*TASK INPUTS:*
begin
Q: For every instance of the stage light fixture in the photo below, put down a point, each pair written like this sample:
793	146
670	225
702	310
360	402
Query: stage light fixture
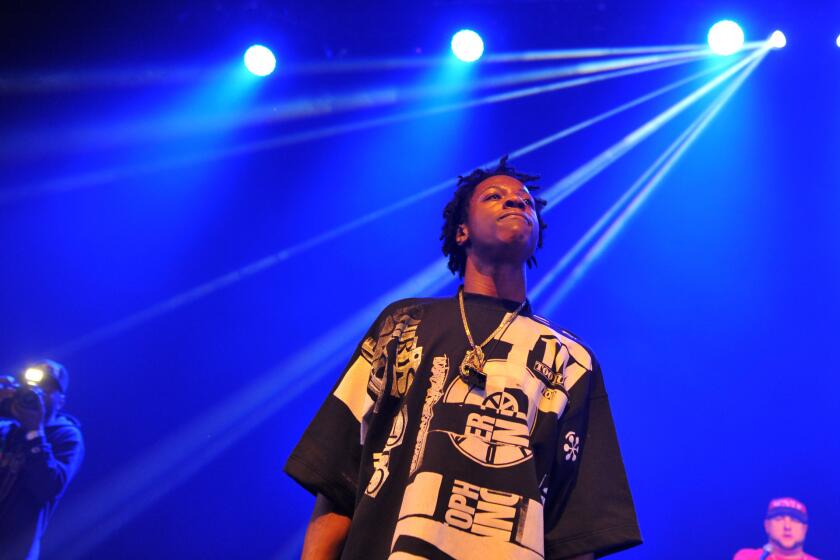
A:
467	45
33	375
726	37
260	61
end
*PROBLEM TO SOLVE:*
Reproduce all of the records above line for line, leaving out the pictures.

*OUTPUT OF THE EXERCISE:*
Q: For every instance of the stage light fixture in the photo below, put down a point, each pair written like this sample:
793	146
670	225
702	310
360	402
Query: stage light fixture
A:
467	45
33	375
726	37
260	61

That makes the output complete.